======== Dataset records

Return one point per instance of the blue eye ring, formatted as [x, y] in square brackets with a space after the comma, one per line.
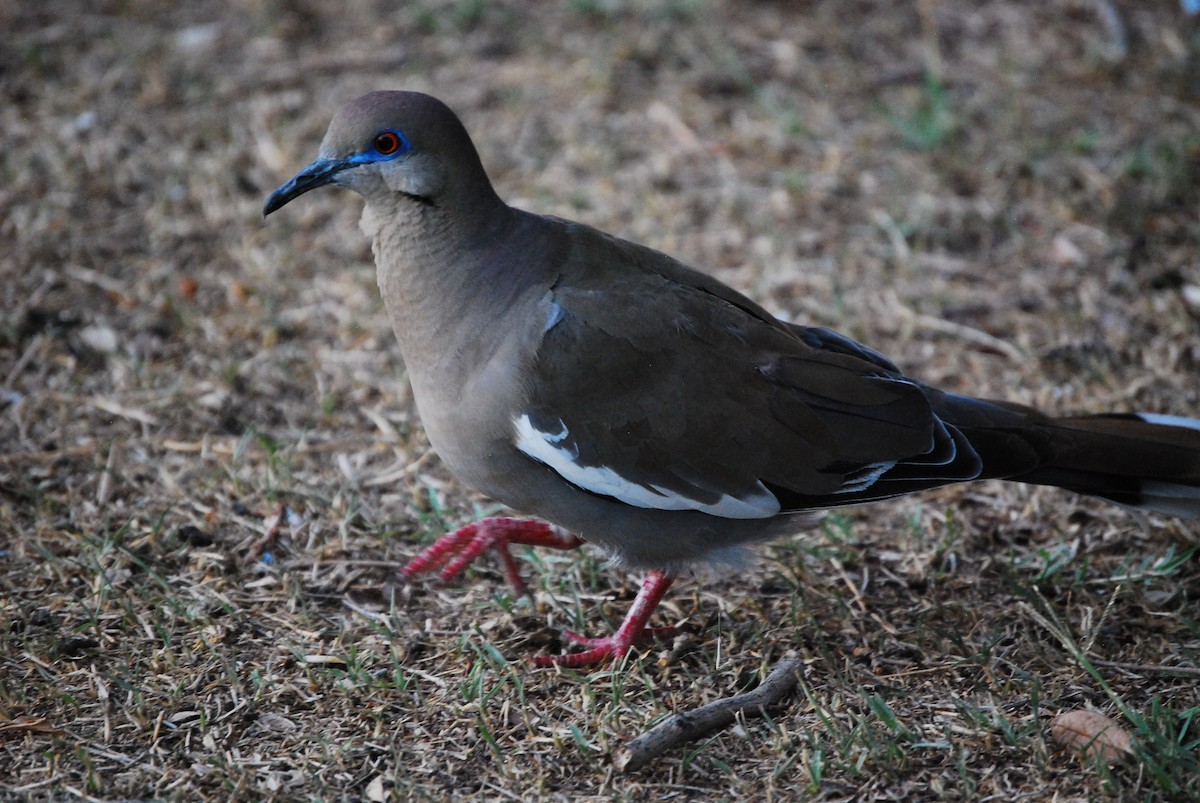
[389, 144]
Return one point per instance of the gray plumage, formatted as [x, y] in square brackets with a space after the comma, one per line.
[647, 407]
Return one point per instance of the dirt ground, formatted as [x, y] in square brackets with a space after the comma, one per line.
[210, 463]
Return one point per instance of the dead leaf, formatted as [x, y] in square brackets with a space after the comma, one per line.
[30, 725]
[1096, 735]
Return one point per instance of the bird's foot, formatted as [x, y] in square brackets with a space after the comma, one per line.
[631, 630]
[455, 551]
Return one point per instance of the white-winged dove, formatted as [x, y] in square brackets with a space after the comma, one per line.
[645, 407]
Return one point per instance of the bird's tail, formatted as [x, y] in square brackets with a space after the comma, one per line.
[1141, 460]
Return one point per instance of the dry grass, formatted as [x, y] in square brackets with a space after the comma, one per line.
[175, 375]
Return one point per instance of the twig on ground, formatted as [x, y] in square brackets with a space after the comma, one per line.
[691, 725]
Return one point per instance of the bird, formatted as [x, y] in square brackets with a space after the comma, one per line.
[628, 401]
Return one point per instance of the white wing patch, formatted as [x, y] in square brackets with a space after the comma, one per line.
[544, 447]
[1169, 420]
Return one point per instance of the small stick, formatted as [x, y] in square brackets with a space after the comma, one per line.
[273, 532]
[691, 725]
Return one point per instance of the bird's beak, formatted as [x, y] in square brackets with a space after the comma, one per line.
[317, 174]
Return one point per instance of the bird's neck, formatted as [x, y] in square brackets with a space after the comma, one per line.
[448, 277]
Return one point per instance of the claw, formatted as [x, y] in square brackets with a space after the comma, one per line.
[631, 630]
[455, 551]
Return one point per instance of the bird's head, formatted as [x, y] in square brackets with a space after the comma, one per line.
[388, 144]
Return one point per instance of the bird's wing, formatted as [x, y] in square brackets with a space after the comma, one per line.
[660, 387]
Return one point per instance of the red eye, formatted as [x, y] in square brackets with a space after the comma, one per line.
[387, 143]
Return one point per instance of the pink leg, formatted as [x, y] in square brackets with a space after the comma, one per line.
[455, 551]
[613, 647]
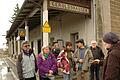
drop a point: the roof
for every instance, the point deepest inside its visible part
(26, 9)
(29, 7)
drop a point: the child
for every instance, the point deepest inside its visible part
(64, 65)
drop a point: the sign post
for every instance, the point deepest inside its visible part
(45, 19)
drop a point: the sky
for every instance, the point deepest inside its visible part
(6, 11)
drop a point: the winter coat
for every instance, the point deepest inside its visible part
(112, 63)
(88, 57)
(44, 65)
(20, 62)
(99, 55)
(64, 63)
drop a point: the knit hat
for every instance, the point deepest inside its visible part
(81, 41)
(110, 38)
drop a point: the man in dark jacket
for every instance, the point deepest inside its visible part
(112, 63)
(26, 63)
(98, 59)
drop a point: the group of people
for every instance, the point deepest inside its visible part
(81, 64)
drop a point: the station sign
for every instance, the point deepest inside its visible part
(46, 27)
(62, 5)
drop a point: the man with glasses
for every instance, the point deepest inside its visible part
(26, 63)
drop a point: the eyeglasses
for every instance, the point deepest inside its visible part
(27, 46)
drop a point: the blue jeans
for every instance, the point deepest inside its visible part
(66, 76)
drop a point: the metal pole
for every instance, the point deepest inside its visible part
(27, 31)
(45, 18)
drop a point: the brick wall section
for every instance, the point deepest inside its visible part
(115, 16)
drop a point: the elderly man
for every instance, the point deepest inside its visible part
(112, 63)
(98, 58)
(26, 63)
(83, 59)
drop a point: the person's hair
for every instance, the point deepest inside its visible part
(68, 43)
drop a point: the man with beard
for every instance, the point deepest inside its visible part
(112, 63)
(26, 63)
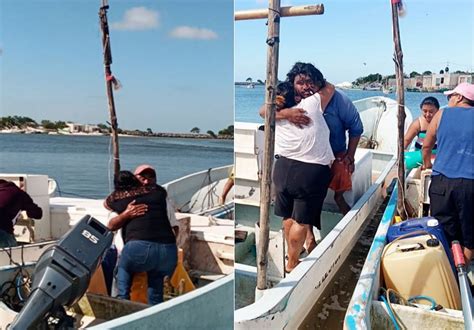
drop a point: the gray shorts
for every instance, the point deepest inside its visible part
(300, 189)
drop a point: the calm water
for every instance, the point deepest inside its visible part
(81, 164)
(248, 101)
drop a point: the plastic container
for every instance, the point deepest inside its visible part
(428, 224)
(419, 266)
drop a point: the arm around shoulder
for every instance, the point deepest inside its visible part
(326, 93)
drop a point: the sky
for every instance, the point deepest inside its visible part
(174, 59)
(353, 38)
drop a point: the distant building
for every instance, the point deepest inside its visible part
(435, 81)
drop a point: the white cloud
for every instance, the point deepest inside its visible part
(189, 32)
(138, 18)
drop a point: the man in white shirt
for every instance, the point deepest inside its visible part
(302, 170)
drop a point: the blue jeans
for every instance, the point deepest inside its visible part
(156, 259)
(7, 240)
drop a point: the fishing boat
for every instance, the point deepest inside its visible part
(207, 241)
(291, 296)
(365, 310)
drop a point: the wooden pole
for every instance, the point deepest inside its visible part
(398, 59)
(109, 80)
(273, 42)
(284, 12)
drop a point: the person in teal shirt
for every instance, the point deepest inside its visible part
(452, 181)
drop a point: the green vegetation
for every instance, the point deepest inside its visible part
(45, 126)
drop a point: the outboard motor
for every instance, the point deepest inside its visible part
(63, 272)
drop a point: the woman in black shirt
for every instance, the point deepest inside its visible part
(150, 244)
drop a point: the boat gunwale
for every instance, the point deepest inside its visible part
(358, 311)
(275, 299)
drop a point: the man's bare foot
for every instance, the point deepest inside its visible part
(289, 268)
(311, 246)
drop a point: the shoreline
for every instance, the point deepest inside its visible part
(165, 135)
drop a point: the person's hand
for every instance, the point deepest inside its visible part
(298, 117)
(349, 162)
(135, 210)
(426, 166)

================

(Task to complete)
Copy the data without changes, beginning at the line that contains "drop a point: the shoreline" and continuing through the last line of the data.

(Result of the exercise)
drop a point: the shoreline
for every instance, the point deepest inside its visible part
(165, 135)
drop a point: the person's hand
for every instance, the point deepest inside its visible part
(298, 117)
(349, 162)
(135, 210)
(426, 166)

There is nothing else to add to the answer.